Instructions:
a: From the brief history of artificial intelligence, list in order every stage that the "Complicated View (The Reality)" line gives.
b: Resume the brief history of artificial intelligence immediately after its final sentence, carrying the account forward in the same manner.

Selected excerpt:
A brief history of Artifical Intelligence

Where are we now and how did we get here?

Quest for creating a machine that can think like us - people, instead of following predefined set of instructions took a long time ~ 70 years.

History is both complicated and simple. Simple because we can easily trace back the roots of the current state of AI to all the back to Alan Turing's Turing test in 1950. Complicated because several researchers have built technologies over time that has brought us to the current state of Large Language Models which is the cutting edge of Artificial Intelligence now in 2026. The path does not seem like a straight highway, it was a messy web of competing ideas, sudden dead ends and unexpected breakthroughs.

Simple View (The Vision) 1950 Turing asks "Can machines think?" -> 2026: LLMs mimic human thought.

Complicated View (The Reality) Symbolic AI -> AI Winters -> Neural Networks -> Big Data -> GPUs -> Transformers -> Large Language Models

The AI Begins

It all started with the desire of making a machine that can think. And Turing test was about can you tell if the answers are coming from a machine or a human. If its a machine and if you can be convinced that its from a human, then the machine has achieved thinking. hard to agree but that was the idea.

But how do we make machines think - starting point was symbolic ai and expert systems. people created software programs in which they wrote a huge amount of if else conditions and captured the knowledge needed for a field. For example, they captured knowledge (words, statements) from an expert therapist and coded several if-else conditions in the program, so when you ask a question, program will use pattern matching and execute the closest conditional clauses and return response. but there was no real thinking. Naturally this was not scalable due to nuances in language and how knowledge is represented using language.

Given data:
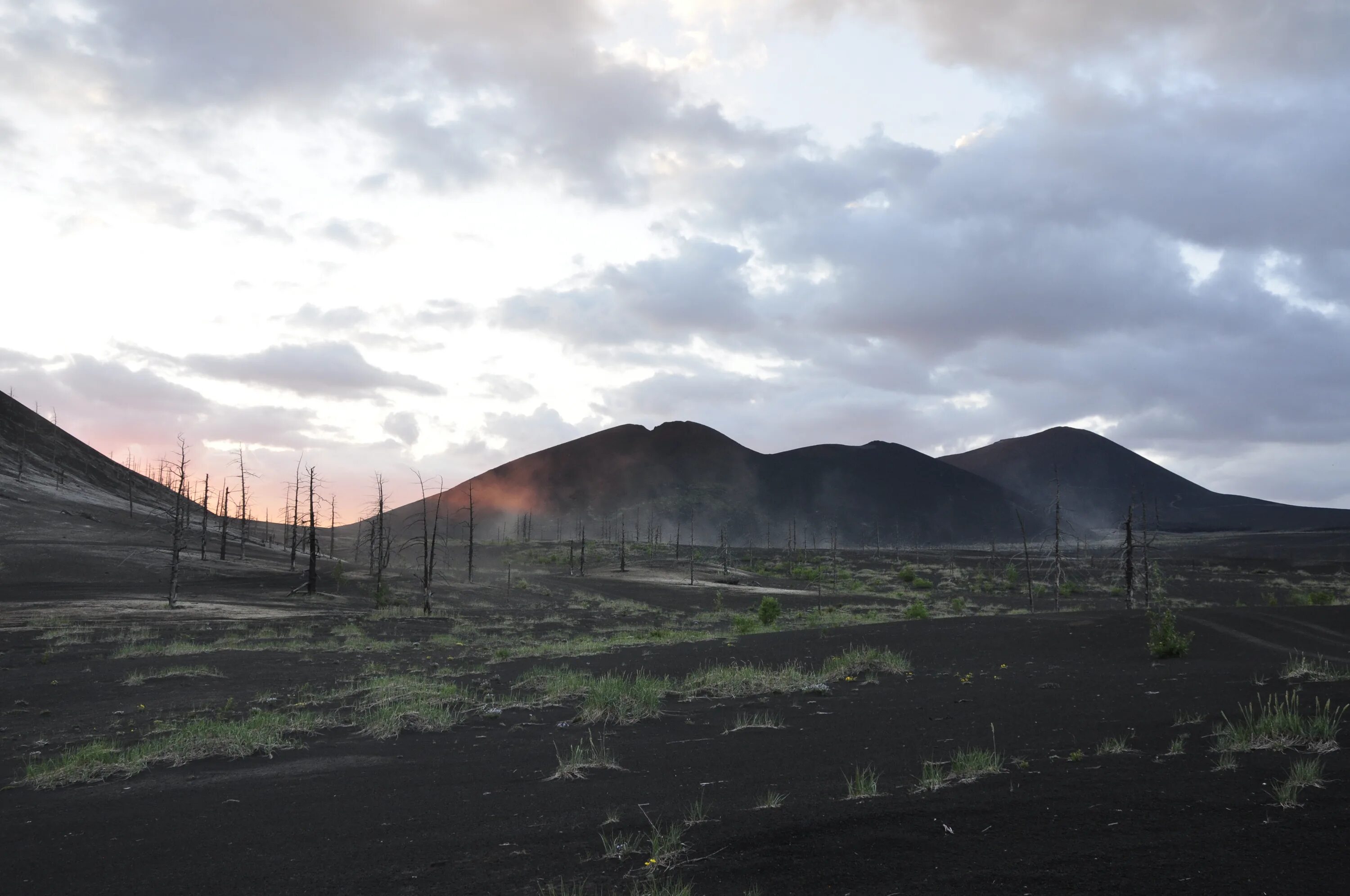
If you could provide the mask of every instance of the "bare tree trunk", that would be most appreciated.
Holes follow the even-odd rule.
[[[225,486],[224,499],[220,502],[220,559],[225,559],[225,530],[230,528],[230,486]]]
[[[211,515],[207,502],[211,501],[211,474],[207,474],[207,484],[201,490],[201,559],[207,559],[207,517]]]
[[[1134,609],[1134,498],[1125,513],[1125,609]]]
[[[309,578],[305,582],[305,591],[316,594],[319,591],[319,538],[315,530],[315,468],[309,468]]]
[[[244,470],[244,447],[236,452],[239,464],[239,559],[244,557],[244,544],[248,541],[248,472]]]
[[[1153,594],[1153,582],[1149,576],[1149,502],[1139,494],[1139,525],[1143,526],[1139,547],[1143,549],[1143,606],[1149,607],[1149,598]]]
[[[688,514],[688,583],[694,584],[694,514]]]
[[[421,548],[423,548],[423,615],[431,615],[431,584],[432,578],[436,575],[436,537],[440,528],[440,502],[441,497],[446,494],[446,483],[441,482],[440,487],[436,490],[436,510],[432,513],[432,520],[427,521],[427,480],[423,475],[413,471],[417,476],[417,490],[421,499],[417,502],[417,507],[421,513]]]
[[[1060,557],[1060,468],[1054,468],[1054,611],[1060,611],[1060,588],[1064,586],[1064,563]]]
[[[1022,564],[1026,571],[1026,606],[1035,613],[1035,592],[1031,590],[1031,548],[1026,542],[1026,524],[1022,522],[1022,511],[1017,511],[1017,525],[1022,529]]]
[[[184,441],[182,436],[178,436],[178,487],[174,490],[173,498],[173,547],[170,548],[169,559],[169,609],[173,610],[178,606],[178,560],[182,556],[182,548],[186,541],[188,526],[186,526],[186,495],[184,491],[188,487],[188,443]]]
[[[300,549],[300,461],[296,461],[296,494],[290,511],[290,569],[296,569],[296,552]]]
[[[468,506],[460,507],[468,511],[468,582],[474,580],[474,482],[468,482]]]

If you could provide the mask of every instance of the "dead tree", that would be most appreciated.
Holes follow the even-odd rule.
[[[1134,498],[1130,498],[1130,507],[1125,511],[1125,545],[1122,547],[1125,561],[1125,609],[1134,609]]]
[[[468,575],[467,580],[474,580],[474,480],[468,480],[468,505],[460,507],[468,511]]]
[[[254,475],[244,470],[243,445],[235,452],[235,463],[239,464],[239,559],[243,560],[244,544],[248,541],[248,478]]]
[[[1026,606],[1035,613],[1035,592],[1031,590],[1031,548],[1026,542],[1026,524],[1022,522],[1022,511],[1017,511],[1017,525],[1022,529],[1022,564],[1026,571]]]
[[[319,538],[315,529],[315,468],[309,467],[309,576],[305,579],[305,592],[319,591]]]
[[[440,532],[440,502],[446,494],[446,483],[441,482],[440,487],[436,490],[436,509],[431,515],[431,522],[427,521],[427,480],[423,475],[413,470],[413,475],[417,476],[417,490],[421,495],[421,501],[417,502],[418,515],[421,521],[421,537],[414,538],[421,544],[423,549],[423,615],[431,615],[431,583],[432,576],[436,575],[436,538]]]
[[[1064,561],[1060,556],[1060,468],[1054,467],[1054,611],[1060,611],[1060,588],[1064,587]]]
[[[389,565],[389,549],[386,542],[389,534],[385,530],[385,476],[382,474],[375,474],[375,537],[371,541],[371,551],[374,552],[374,567],[375,567],[375,595],[377,602],[383,599],[385,588],[385,567]]]
[[[207,559],[207,517],[211,515],[211,474],[207,474],[207,484],[201,487],[201,559]]]
[[[24,432],[27,436],[27,432]],[[127,515],[132,520],[136,518],[136,502],[132,497],[132,484],[136,480],[136,471],[131,467],[131,449],[127,449]],[[23,455],[19,455],[19,478],[23,479]]]
[[[188,443],[178,436],[178,461],[174,464],[178,474],[178,487],[173,497],[173,547],[169,557],[169,609],[178,606],[178,561],[182,549],[188,542]]]
[[[1153,595],[1153,582],[1149,575],[1149,502],[1143,498],[1143,493],[1139,493],[1139,525],[1142,528],[1139,548],[1143,551],[1143,607],[1148,609]]]
[[[694,514],[688,514],[688,583],[694,584]]]
[[[302,460],[304,457],[301,457]],[[300,460],[296,461],[296,488],[290,511],[290,569],[296,569],[296,552],[300,549]]]
[[[225,530],[230,528],[230,486],[220,499],[220,559],[225,559]]]

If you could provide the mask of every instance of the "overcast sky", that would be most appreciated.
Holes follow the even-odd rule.
[[[0,387],[273,507],[666,420],[1350,507],[1339,0],[0,0]]]

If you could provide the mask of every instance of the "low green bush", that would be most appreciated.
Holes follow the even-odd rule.
[[[1149,610],[1146,615],[1149,618],[1149,653],[1153,654],[1153,659],[1166,660],[1185,656],[1187,650],[1191,649],[1195,632],[1181,634],[1172,610]]]

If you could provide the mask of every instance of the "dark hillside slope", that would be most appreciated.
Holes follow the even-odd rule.
[[[624,425],[526,455],[475,476],[479,537],[497,526],[513,534],[517,514],[532,513],[536,538],[587,537],[617,526],[644,540],[649,525],[668,540],[676,525],[687,538],[693,515],[699,544],[716,542],[725,525],[734,545],[780,544],[796,522],[798,544],[983,542],[1017,532],[1017,495],[980,476],[903,445],[814,445],[775,455],[752,451],[697,422],[651,430]],[[441,506],[458,522],[468,482],[448,490]],[[1025,503],[1025,502],[1023,502]],[[1023,514],[1029,511],[1023,507]],[[394,530],[410,525],[417,503],[393,511]],[[456,530],[462,534],[462,529]],[[614,536],[617,538],[617,536]]]
[[[1141,497],[1169,532],[1281,532],[1350,529],[1350,510],[1297,507],[1243,495],[1224,495],[1118,445],[1104,436],[1056,426],[948,455],[942,461],[996,482],[1045,506],[1053,499],[1056,470],[1065,511],[1080,526],[1115,528]]]
[[[45,480],[72,495],[103,493],[105,499],[166,507],[173,490],[112,460],[42,414],[0,393],[0,483]]]

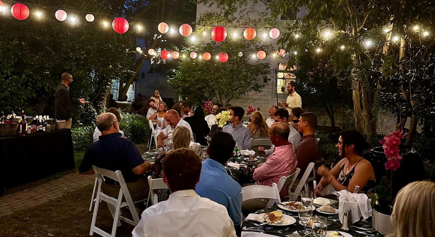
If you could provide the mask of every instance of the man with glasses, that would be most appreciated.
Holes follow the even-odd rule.
[[[84,99],[73,98],[70,92],[70,85],[73,83],[73,76],[68,73],[62,73],[62,82],[56,89],[54,103],[54,117],[59,120],[65,120],[65,128],[71,129],[72,118],[75,108],[74,104],[87,103]]]
[[[113,171],[120,170],[133,200],[147,198],[149,187],[143,174],[151,169],[151,164],[144,161],[130,139],[121,137],[119,121],[114,114],[105,113],[98,115],[97,127],[101,135],[86,150],[79,167],[80,174],[93,174],[92,165]],[[117,182],[109,178],[101,185],[103,192],[114,197],[118,197],[120,188]]]

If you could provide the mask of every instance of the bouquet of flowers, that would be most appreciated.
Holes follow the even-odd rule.
[[[246,112],[246,114],[249,115],[251,114],[254,111],[256,111],[257,109],[254,107],[252,104],[250,104],[248,106],[248,112]]]
[[[231,119],[233,117],[230,115],[230,111],[223,111],[216,114],[216,118],[214,120],[215,123],[218,123],[218,127],[224,127],[227,124],[227,121]]]

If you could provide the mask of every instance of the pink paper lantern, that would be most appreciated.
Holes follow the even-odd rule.
[[[3,5],[2,3],[1,5]],[[30,11],[29,8],[22,3],[15,3],[10,8],[10,12],[12,16],[18,20],[24,20],[29,17]]]
[[[64,21],[67,20],[68,15],[67,14],[67,12],[64,10],[57,10],[54,13],[54,16],[56,17],[56,19],[58,20]]]
[[[117,17],[112,22],[112,27],[117,33],[123,34],[128,30],[128,22],[122,17]]]

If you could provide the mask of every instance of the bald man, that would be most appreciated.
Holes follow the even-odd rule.
[[[54,117],[59,120],[65,120],[65,128],[71,129],[71,118],[74,116],[74,104],[87,103],[84,99],[73,98],[70,92],[70,85],[73,83],[73,76],[68,73],[62,73],[62,82],[56,89],[54,103]]]
[[[185,127],[188,128],[191,133],[191,137],[193,137],[192,128],[191,127],[190,125],[187,122],[180,117],[178,112],[174,110],[171,110],[166,112],[166,115],[165,115],[164,118],[169,126],[166,126],[166,127],[163,130],[163,131],[160,134],[156,134],[157,136],[157,147],[163,147],[163,140],[165,139],[170,140],[172,139],[172,131],[178,126]]]

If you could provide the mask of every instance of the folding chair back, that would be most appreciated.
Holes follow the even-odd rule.
[[[94,209],[94,214],[92,215],[92,221],[90,225],[90,231],[89,233],[90,235],[93,235],[94,233],[96,233],[104,237],[114,237],[116,234],[116,228],[117,226],[120,225],[120,220],[123,220],[126,222],[136,226],[139,223],[140,220],[139,215],[136,210],[136,207],[134,204],[131,200],[131,197],[130,193],[128,191],[128,188],[127,185],[125,183],[124,178],[122,176],[122,174],[120,170],[117,170],[113,172],[111,170],[98,168],[95,166],[93,165],[92,168],[94,169],[94,172],[98,182],[98,187],[97,191],[97,198],[95,199],[95,206]],[[110,178],[114,180],[119,183],[120,188],[119,190],[119,194],[117,198],[115,198],[104,194],[101,191],[101,184],[104,182],[103,176]],[[122,202],[123,197],[125,198],[125,202]],[[95,222],[97,220],[97,215],[98,211],[98,206],[100,204],[100,200],[106,202],[110,213],[113,217],[113,225],[112,227],[112,234],[104,231],[103,230],[95,226]],[[121,208],[124,207],[128,207],[130,212],[131,213],[131,216],[133,220],[128,219],[120,214]]]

Expected responses:
a:
1. Symbolic AI
2. AI Winters
3. Neural Networks
4. Big Data
5. GPUs
6. Transformers
7. Large Language Models

b:
Birth of Neural Networks

In 1958, a researcher named Frank Rosenblatt built the "perceptron," the simplest possible neural network. It took some inputs (numbers), multiplied each one by a weight, added them up, and produced an output. The weights got adjusted as the perceptron saw more examples. But fellow researchers proved that one single neuron is not enough even to perform a trivial simple operation like XOR. Algorithm to make multiple neurons work together was not known.

Then came Back propagation to rescue in 1980. Look at the gap between 1960s and 1980. This period is commonly referred as AI winter in history. AI field did not have breakthroughs for like two decades, yet people did not give up.

Back propagation algorithm enabled multiple neurons stacked together and train by passing errors back to those layers, adjusting connection weight a little each time. This is still the core training algorithm today.

But computers were too slow still, so neural networks could not solve real problems. there were other methods in 2000s called statistical machine learning like Decision trees, Support vector machines, random forests, Bayesian networks which were solving real problems like spam filters, search ranking etc, but they all had limitations.

2012 seems to be year where things turned around for neural networks when GPUs were becoming fast enough and researchers found that with more compute and bigger datasets, neural networks could become more useful.

Major advancements happened in the form of Word2Vec in 2013 (google), Recurrent Neural Networks, Attention mechanisms in 2014 and later.

In 2002, I was in college and I was learning Neural Networks as a paper for 6 months and I dont remember what I learned or i did not learn anything to remember.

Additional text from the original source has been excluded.